**TO DO:**
Rewrite the records from the line with "the brown shoe" to the line with "<point>530,401</point>", changing "one element per line" to "one element on each line" and leaving everything else as it is.

**Point annotation records:**
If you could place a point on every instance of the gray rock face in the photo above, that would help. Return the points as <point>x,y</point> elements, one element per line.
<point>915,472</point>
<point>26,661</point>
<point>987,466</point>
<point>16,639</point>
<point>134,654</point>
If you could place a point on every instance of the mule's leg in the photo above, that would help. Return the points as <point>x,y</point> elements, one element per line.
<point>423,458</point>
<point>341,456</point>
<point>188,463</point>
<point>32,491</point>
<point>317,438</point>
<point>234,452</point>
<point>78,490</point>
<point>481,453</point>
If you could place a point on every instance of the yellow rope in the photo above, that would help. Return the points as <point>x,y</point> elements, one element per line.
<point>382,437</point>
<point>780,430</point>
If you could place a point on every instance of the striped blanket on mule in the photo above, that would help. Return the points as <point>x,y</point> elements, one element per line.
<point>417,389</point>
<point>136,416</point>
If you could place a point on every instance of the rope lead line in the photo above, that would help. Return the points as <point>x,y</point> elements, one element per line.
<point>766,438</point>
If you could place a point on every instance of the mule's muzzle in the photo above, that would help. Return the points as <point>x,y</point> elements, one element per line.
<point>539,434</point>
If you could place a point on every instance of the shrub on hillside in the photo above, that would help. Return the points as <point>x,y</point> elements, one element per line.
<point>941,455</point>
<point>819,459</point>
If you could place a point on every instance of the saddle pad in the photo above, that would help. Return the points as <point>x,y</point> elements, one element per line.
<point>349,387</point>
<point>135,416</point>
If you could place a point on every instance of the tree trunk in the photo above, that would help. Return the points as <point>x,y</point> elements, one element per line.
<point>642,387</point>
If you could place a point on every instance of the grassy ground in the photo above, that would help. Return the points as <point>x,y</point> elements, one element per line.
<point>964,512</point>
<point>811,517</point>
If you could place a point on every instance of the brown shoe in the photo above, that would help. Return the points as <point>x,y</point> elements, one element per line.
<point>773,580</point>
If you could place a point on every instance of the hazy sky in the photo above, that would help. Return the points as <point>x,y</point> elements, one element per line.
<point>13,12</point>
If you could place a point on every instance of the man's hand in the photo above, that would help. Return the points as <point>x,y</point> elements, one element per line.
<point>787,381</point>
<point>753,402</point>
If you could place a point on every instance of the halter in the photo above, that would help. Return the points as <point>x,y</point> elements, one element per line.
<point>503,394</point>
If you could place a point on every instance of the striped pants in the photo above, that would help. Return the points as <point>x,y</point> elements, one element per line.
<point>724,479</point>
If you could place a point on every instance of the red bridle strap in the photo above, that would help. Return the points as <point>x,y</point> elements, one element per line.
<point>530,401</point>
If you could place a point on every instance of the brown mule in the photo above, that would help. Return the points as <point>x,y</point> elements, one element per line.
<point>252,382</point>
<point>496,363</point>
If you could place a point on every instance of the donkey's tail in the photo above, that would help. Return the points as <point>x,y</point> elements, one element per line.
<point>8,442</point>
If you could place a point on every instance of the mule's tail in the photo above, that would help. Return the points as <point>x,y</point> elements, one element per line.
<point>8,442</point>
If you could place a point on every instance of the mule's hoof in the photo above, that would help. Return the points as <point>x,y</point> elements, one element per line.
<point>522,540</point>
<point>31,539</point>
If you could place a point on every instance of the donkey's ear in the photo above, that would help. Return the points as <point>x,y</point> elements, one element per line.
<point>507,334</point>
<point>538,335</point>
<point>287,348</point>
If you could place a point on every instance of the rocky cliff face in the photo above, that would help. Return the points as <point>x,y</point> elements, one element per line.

**FULL ANSWER:**
If you could place a point on every instance of the brown shoe in the photo above, that would help. Return the points as <point>x,y</point> elements, one element on each line.
<point>773,580</point>
If you could place a point on every instance of the hazy sky in the photo above, that would help. Return the points as <point>x,y</point> elements, one element on each line.
<point>13,12</point>
If you could place a point on every instance of the man's hand in the photo above, that would help. Return the points as <point>x,y</point> elements, one element on each line.
<point>787,381</point>
<point>753,402</point>
If you could place a point on every instance of the halter in the photo above, that would help. Return the points as <point>x,y</point> elements, one element on each line.
<point>503,394</point>
If you could place a point on every instance of the striped pants in the photo above, that would help. Return the points as <point>x,y</point> elements, one element on each line.
<point>724,479</point>
If you could place a point on every instance of the red bridle strap in the photo above, that would help. Return the points as <point>x,y</point> elements, one element on each line.
<point>530,401</point>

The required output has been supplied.